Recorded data
____

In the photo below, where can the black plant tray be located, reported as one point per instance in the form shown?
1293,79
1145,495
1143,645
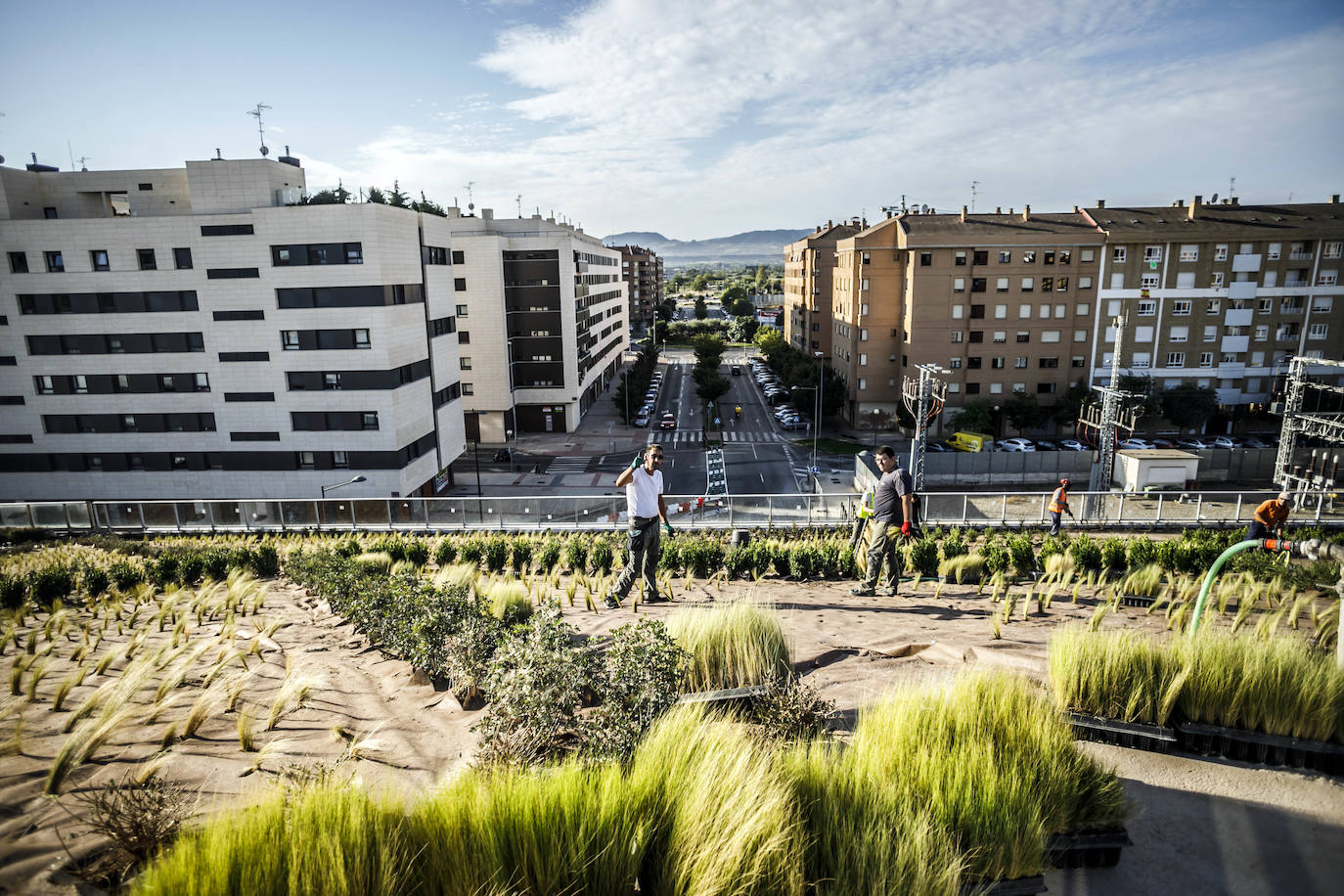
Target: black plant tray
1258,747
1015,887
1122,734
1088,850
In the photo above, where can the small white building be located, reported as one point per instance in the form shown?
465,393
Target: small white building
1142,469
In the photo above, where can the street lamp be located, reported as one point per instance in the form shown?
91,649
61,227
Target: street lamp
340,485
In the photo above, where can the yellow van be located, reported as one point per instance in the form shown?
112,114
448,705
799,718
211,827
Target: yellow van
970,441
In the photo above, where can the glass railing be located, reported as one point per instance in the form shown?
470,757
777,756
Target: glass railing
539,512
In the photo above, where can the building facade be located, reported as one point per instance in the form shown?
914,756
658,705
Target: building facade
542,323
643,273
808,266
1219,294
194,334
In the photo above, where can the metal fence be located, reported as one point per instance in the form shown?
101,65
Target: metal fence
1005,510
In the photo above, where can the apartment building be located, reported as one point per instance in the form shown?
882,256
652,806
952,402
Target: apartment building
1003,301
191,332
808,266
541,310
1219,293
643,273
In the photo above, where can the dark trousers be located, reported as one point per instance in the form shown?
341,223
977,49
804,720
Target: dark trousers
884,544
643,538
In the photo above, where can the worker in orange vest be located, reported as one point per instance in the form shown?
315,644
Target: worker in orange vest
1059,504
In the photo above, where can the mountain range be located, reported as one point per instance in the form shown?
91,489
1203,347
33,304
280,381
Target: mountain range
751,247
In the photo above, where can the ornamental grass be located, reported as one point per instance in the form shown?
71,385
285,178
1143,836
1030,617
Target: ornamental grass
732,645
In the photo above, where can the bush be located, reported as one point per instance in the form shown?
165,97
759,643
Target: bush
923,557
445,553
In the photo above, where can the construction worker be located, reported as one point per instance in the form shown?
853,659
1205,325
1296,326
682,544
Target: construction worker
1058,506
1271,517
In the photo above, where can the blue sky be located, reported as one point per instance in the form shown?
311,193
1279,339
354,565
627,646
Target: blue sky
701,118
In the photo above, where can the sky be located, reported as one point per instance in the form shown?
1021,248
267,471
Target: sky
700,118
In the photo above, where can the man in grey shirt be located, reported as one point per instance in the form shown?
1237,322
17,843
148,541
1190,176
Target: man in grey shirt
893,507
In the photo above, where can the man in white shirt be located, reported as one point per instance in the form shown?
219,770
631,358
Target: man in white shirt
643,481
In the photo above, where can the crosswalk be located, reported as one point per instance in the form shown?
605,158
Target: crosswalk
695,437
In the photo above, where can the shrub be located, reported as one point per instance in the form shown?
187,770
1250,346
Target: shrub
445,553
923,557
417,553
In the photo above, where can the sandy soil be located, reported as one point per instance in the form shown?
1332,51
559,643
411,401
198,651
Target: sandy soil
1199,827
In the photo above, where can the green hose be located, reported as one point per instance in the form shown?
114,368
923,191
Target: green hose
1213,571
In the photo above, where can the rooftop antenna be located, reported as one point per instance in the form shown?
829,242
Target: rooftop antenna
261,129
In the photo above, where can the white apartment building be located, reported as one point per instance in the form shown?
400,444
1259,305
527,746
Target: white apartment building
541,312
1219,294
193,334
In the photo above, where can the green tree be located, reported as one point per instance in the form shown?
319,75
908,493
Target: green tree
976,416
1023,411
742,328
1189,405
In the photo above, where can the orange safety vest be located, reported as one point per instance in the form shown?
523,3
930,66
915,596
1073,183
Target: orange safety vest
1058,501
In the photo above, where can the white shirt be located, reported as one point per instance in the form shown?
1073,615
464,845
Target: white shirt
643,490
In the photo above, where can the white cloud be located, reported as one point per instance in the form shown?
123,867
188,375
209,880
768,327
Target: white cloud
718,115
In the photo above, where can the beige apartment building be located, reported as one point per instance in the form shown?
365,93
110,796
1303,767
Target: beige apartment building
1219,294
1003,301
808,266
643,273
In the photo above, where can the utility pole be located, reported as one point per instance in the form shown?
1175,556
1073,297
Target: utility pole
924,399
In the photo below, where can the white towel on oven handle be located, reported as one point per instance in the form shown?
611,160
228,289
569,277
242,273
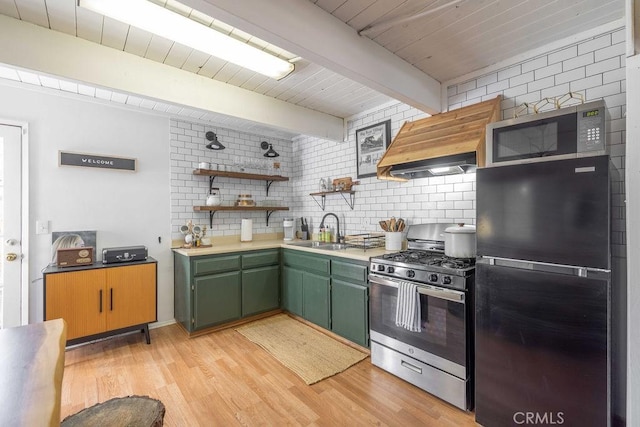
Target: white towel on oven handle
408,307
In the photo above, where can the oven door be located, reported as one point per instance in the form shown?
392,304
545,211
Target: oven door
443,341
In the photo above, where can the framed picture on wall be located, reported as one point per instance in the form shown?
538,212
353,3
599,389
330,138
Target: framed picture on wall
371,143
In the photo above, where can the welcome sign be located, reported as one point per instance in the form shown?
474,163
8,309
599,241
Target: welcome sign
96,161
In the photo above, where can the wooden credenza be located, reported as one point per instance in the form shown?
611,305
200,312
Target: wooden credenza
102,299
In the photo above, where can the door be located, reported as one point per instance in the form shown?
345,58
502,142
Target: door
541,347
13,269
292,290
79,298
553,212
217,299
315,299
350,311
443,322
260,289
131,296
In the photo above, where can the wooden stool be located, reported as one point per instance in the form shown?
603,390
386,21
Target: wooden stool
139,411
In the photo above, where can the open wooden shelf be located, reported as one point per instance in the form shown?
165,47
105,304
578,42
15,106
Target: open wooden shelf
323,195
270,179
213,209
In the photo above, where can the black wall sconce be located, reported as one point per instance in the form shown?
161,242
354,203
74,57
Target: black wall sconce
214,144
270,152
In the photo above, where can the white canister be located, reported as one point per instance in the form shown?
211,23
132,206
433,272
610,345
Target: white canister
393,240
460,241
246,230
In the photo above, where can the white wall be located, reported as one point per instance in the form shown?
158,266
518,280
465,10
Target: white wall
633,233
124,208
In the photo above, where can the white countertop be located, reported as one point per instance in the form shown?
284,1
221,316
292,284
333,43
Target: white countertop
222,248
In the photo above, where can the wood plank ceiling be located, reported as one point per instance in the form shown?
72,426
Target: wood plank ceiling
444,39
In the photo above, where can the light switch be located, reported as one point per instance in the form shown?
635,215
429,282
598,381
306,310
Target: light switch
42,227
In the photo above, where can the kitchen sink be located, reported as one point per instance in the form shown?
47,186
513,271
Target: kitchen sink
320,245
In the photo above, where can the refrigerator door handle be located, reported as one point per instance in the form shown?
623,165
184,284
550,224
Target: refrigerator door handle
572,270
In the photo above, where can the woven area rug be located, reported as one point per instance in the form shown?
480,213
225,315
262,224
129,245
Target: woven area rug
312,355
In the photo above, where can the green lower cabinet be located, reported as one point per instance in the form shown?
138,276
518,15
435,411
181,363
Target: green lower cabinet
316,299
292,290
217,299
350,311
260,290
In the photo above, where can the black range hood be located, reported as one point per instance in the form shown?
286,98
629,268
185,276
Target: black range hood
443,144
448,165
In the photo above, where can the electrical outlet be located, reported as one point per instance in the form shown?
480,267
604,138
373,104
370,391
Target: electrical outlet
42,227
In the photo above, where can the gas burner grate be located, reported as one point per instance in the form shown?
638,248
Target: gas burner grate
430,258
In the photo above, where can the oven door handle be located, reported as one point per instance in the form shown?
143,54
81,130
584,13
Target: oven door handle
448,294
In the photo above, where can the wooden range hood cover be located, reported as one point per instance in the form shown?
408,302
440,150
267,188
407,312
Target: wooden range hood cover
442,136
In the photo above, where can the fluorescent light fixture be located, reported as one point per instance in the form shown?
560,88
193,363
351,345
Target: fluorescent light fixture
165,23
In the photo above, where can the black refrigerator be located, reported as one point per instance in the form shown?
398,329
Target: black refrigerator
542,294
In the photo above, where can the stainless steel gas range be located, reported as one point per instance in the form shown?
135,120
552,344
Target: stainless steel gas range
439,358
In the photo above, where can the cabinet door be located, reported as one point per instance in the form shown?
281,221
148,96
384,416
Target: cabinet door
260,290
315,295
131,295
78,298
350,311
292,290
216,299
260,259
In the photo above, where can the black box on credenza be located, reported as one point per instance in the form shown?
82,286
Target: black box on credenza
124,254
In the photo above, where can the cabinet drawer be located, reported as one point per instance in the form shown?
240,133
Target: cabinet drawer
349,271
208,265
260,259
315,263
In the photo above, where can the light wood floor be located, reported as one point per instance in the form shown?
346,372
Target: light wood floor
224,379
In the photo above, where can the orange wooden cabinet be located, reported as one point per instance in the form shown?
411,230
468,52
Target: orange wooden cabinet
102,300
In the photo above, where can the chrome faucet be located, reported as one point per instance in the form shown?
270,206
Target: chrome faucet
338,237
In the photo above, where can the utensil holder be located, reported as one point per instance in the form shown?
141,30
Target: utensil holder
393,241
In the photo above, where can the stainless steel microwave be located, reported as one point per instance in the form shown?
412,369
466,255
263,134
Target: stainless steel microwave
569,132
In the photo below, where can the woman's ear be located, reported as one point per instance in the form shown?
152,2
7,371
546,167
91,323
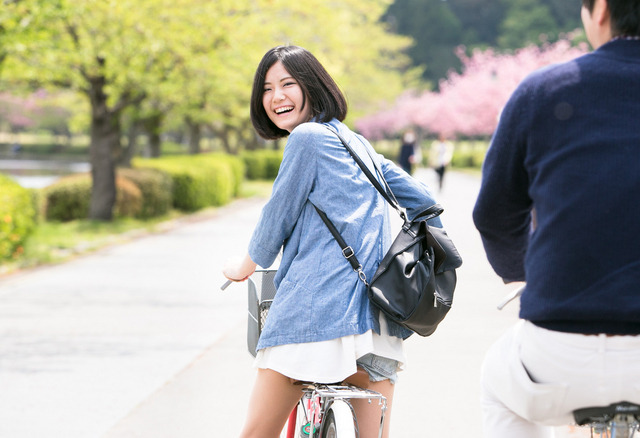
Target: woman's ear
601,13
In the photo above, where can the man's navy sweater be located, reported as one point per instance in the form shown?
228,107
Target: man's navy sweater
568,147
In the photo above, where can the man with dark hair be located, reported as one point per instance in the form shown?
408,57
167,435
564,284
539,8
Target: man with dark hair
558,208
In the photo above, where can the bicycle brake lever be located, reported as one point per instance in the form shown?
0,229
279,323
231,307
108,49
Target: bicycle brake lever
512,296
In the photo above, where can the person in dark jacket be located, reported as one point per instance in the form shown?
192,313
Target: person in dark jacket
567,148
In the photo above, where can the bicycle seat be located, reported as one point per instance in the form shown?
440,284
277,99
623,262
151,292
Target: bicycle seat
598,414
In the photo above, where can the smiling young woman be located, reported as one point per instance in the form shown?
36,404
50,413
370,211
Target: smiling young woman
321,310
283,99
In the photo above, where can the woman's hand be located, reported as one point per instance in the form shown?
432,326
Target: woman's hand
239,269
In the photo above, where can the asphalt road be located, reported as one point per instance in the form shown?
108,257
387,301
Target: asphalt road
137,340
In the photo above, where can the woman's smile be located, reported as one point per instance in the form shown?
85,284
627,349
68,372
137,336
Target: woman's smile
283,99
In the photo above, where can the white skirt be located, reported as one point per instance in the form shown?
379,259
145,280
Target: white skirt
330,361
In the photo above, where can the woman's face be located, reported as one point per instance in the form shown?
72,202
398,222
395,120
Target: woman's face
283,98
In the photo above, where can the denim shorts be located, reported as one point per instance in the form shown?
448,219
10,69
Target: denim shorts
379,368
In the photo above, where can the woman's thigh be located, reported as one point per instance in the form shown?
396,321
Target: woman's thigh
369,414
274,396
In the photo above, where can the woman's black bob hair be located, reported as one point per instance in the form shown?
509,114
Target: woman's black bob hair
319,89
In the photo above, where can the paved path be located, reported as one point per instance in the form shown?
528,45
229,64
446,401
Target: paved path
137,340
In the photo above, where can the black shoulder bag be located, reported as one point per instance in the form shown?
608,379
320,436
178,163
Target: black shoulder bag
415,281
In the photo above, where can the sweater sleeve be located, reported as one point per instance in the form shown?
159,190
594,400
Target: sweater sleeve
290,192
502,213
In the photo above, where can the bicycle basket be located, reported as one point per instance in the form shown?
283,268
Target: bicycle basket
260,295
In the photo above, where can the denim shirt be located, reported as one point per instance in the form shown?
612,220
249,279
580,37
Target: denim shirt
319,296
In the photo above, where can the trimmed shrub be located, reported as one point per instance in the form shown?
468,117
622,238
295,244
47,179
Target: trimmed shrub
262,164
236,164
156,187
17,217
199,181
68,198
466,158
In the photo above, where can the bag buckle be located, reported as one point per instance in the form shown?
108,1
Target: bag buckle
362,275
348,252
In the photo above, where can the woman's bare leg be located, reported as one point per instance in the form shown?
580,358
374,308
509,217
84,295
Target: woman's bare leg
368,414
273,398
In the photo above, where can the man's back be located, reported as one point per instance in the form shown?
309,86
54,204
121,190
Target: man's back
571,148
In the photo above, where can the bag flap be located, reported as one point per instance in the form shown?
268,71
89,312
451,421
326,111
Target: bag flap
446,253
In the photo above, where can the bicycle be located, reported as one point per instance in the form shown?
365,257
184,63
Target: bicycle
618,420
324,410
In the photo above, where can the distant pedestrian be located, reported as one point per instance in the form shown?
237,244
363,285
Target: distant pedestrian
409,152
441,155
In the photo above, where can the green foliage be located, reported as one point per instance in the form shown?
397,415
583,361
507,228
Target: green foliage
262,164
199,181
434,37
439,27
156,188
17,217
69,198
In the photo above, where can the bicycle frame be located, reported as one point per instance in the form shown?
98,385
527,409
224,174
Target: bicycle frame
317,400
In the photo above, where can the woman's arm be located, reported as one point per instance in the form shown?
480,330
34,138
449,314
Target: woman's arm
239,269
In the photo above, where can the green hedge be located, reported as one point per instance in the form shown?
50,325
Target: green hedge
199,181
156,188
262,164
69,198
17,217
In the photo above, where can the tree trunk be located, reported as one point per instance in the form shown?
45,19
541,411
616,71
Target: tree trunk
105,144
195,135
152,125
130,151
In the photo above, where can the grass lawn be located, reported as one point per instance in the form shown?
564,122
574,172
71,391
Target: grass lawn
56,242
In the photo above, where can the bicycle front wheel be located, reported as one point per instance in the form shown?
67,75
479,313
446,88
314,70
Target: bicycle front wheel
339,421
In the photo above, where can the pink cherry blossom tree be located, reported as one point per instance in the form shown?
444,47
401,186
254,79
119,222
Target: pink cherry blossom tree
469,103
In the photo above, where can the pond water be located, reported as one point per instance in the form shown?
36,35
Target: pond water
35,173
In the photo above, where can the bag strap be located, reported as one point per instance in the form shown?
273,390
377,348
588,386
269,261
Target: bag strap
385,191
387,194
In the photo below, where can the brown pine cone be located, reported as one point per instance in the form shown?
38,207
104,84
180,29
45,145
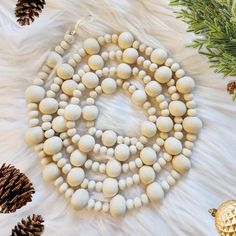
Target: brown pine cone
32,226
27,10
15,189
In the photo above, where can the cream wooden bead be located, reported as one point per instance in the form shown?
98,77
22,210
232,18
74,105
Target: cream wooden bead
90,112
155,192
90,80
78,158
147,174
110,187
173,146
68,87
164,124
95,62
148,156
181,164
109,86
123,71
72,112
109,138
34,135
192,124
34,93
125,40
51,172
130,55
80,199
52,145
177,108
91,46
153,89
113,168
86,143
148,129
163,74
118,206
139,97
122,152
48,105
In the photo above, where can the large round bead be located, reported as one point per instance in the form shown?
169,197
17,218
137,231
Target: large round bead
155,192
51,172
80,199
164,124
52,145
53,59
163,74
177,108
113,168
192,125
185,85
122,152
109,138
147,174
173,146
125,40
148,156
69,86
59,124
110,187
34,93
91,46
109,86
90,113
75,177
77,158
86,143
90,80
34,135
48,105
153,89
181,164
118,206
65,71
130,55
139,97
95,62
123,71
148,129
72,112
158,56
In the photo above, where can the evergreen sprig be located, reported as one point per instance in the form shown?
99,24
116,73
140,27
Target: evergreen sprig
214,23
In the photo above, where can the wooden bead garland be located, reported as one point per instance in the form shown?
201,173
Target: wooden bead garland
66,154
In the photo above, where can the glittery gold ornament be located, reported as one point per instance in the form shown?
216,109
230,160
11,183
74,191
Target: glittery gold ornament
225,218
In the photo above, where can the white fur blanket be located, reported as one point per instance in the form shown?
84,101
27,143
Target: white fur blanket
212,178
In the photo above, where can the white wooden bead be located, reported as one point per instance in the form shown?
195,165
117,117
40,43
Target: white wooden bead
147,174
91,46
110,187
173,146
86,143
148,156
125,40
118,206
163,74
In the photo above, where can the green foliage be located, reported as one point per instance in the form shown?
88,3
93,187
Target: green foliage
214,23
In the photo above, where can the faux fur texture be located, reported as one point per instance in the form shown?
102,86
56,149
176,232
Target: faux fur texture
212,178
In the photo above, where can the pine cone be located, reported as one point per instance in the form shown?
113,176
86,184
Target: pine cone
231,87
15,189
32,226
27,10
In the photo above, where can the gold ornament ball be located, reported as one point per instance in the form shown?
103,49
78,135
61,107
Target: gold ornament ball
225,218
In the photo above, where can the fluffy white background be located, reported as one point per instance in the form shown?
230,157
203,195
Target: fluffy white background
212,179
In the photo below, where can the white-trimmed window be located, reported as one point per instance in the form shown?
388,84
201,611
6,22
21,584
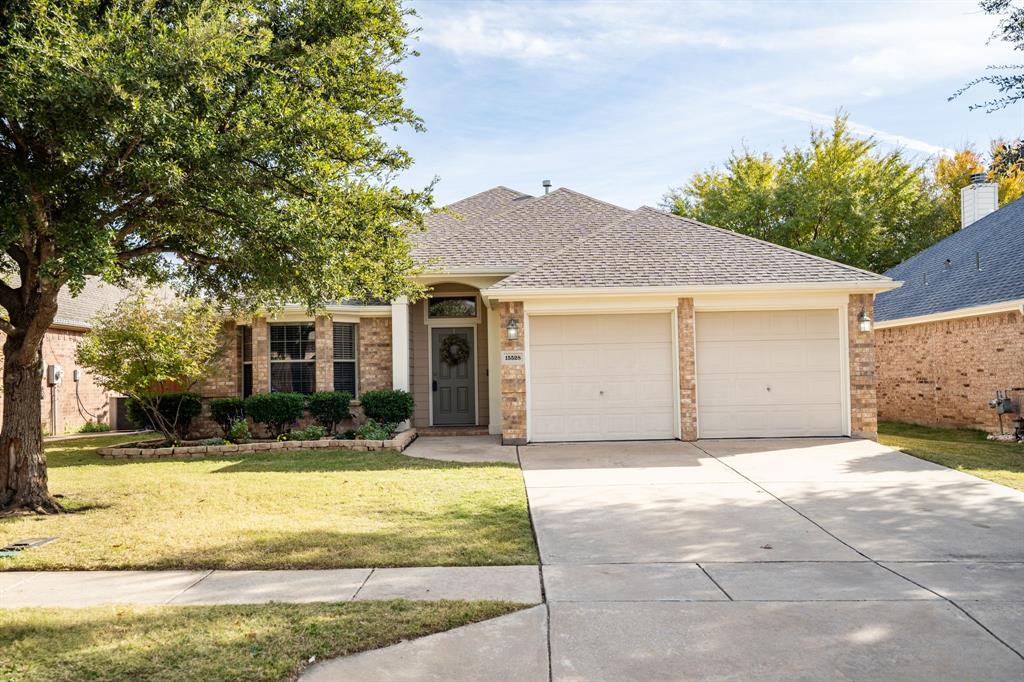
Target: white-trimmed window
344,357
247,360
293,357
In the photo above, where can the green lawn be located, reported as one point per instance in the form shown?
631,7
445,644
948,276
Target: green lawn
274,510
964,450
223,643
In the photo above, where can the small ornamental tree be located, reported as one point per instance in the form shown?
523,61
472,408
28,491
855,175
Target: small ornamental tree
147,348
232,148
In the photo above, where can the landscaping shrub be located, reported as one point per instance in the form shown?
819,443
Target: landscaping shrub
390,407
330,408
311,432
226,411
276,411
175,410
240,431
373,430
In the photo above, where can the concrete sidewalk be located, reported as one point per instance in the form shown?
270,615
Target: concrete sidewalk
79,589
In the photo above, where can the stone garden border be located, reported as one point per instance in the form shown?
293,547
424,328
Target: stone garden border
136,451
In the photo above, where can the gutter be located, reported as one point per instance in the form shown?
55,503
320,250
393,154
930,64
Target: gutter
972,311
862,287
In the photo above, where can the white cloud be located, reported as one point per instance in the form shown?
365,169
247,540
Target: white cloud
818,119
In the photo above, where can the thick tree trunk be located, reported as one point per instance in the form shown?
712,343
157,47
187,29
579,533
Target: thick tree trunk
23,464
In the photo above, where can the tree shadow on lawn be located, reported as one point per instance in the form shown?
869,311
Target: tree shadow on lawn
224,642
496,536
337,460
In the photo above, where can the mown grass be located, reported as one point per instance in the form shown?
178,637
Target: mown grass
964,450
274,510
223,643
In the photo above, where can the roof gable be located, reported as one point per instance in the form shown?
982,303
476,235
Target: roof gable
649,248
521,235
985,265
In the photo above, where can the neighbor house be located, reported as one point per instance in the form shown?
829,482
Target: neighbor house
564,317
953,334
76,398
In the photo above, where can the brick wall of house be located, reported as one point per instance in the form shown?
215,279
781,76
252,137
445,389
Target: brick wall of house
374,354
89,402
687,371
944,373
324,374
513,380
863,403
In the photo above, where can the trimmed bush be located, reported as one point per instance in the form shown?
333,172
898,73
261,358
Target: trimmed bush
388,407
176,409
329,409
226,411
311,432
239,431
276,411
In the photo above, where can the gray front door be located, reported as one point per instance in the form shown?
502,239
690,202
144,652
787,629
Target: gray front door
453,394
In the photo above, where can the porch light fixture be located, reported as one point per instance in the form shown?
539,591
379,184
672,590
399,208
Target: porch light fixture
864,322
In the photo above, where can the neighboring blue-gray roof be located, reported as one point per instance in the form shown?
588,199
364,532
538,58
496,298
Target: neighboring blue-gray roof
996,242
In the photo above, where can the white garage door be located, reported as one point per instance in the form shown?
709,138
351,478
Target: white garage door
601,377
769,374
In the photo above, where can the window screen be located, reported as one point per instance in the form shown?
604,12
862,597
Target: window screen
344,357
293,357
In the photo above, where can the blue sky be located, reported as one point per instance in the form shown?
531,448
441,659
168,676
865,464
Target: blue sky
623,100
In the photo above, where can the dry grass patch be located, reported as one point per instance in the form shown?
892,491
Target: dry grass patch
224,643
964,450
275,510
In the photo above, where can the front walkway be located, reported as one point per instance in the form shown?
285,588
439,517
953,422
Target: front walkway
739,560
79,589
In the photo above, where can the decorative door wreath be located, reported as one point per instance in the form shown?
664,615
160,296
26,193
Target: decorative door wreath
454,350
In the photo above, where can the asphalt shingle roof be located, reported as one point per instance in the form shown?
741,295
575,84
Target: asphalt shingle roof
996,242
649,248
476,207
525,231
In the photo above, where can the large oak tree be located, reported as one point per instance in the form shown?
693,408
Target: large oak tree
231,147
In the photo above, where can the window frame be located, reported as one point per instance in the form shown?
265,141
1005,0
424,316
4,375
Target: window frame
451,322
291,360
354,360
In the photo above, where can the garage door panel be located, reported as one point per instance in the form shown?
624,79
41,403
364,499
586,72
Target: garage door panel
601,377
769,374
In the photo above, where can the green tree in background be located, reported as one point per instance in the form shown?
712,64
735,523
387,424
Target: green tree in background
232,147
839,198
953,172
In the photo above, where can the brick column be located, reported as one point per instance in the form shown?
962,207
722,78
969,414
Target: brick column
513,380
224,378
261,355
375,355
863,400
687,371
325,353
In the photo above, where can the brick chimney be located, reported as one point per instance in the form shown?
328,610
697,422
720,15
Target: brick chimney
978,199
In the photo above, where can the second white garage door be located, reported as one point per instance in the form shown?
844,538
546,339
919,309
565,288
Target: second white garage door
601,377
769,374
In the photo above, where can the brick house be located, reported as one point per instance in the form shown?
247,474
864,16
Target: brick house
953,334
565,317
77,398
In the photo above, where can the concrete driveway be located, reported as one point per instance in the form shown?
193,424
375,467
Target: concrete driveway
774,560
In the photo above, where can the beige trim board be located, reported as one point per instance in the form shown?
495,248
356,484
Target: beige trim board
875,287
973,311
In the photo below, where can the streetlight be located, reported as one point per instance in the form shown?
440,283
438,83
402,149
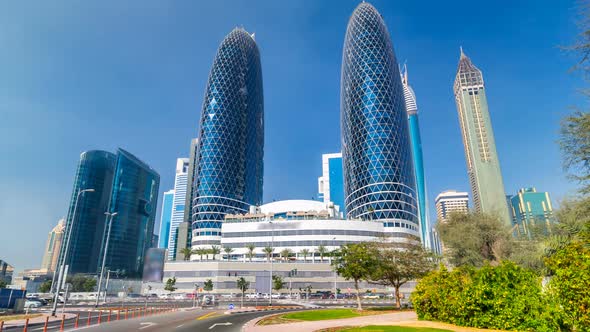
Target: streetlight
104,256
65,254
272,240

____

Print again, word for word, every line from the line with "In the photo above, where can the brick house" to the final line of the records, inclusive; skip the pictures.

# ANSWER TO THE PROBLEM
In the photo above, where can the brick house be located, reported as one point per instance in the form shown?
247,474
864,16
Target: brick house
953,334
565,317
77,398
In the photo above, where can the concrete driveway be located, reported as one point per instance in the form shown?
193,424
375,467
Target: concrete driveway
774,560
In the photo above, where can the beige trim board be located, reported as one point per instance in the form shown?
495,248
356,484
Target: beige trim board
875,287
973,311
In the photo below, where can the streetlight be located, reported as one point per instance in the form shown?
440,283
438,83
402,149
Target: streetlight
104,256
65,254
272,240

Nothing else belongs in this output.